Set task » Write out the data below word for word, changing nothing.

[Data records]
+===+
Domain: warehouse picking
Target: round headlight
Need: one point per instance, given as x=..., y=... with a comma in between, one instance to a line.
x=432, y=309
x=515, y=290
+===+
Written answer »
Domain: warehouse picking
Target: round headlight
Need: one point per instance, given as x=..., y=... with a comma in between, one instance to a line.
x=432, y=309
x=515, y=290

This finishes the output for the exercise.